Assignment: Only the lines from the one with "of the white" through the last belong in the output; print them exactly as given below.

Working data START

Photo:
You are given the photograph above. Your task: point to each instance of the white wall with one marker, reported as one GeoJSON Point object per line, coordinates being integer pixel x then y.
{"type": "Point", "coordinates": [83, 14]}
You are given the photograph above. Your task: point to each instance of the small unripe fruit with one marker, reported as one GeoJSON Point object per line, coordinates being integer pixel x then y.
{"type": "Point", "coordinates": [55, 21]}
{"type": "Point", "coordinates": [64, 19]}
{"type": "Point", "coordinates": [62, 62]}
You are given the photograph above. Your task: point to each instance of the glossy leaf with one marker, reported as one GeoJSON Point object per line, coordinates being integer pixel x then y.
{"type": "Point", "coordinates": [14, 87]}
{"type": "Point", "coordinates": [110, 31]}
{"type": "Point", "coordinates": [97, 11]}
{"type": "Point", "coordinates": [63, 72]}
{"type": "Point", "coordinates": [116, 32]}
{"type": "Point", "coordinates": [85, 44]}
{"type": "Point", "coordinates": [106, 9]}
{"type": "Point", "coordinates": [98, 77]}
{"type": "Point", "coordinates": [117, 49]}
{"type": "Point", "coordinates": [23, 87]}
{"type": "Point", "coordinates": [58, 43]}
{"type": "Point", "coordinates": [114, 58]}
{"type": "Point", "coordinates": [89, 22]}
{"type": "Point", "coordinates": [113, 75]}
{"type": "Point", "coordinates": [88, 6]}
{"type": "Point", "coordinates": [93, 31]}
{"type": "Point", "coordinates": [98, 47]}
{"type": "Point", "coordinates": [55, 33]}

Working data END

Written response:
You are given the photograph above. Your task: point to each instance of the white wall with one marker, reported as one GeoJSON Point object per line, coordinates being integer pixel x then y.
{"type": "Point", "coordinates": [83, 14]}
You are given the photograph above. Your task: point to each instance of the small unripe fruit with one marker, reported as one GeoJSON Point object per line, coordinates being integer pixel x then y.
{"type": "Point", "coordinates": [55, 21]}
{"type": "Point", "coordinates": [64, 19]}
{"type": "Point", "coordinates": [62, 62]}
You are given the photograph above. Your task: point to each instance of the glossy leaf with one marker, reported as one GeoJSON Point object per line, coordinates being integer pixel x then y.
{"type": "Point", "coordinates": [14, 87]}
{"type": "Point", "coordinates": [110, 31]}
{"type": "Point", "coordinates": [97, 11]}
{"type": "Point", "coordinates": [63, 72]}
{"type": "Point", "coordinates": [116, 32]}
{"type": "Point", "coordinates": [85, 44]}
{"type": "Point", "coordinates": [106, 9]}
{"type": "Point", "coordinates": [98, 77]}
{"type": "Point", "coordinates": [117, 49]}
{"type": "Point", "coordinates": [23, 87]}
{"type": "Point", "coordinates": [58, 43]}
{"type": "Point", "coordinates": [114, 58]}
{"type": "Point", "coordinates": [89, 22]}
{"type": "Point", "coordinates": [113, 75]}
{"type": "Point", "coordinates": [88, 6]}
{"type": "Point", "coordinates": [93, 31]}
{"type": "Point", "coordinates": [98, 47]}
{"type": "Point", "coordinates": [55, 33]}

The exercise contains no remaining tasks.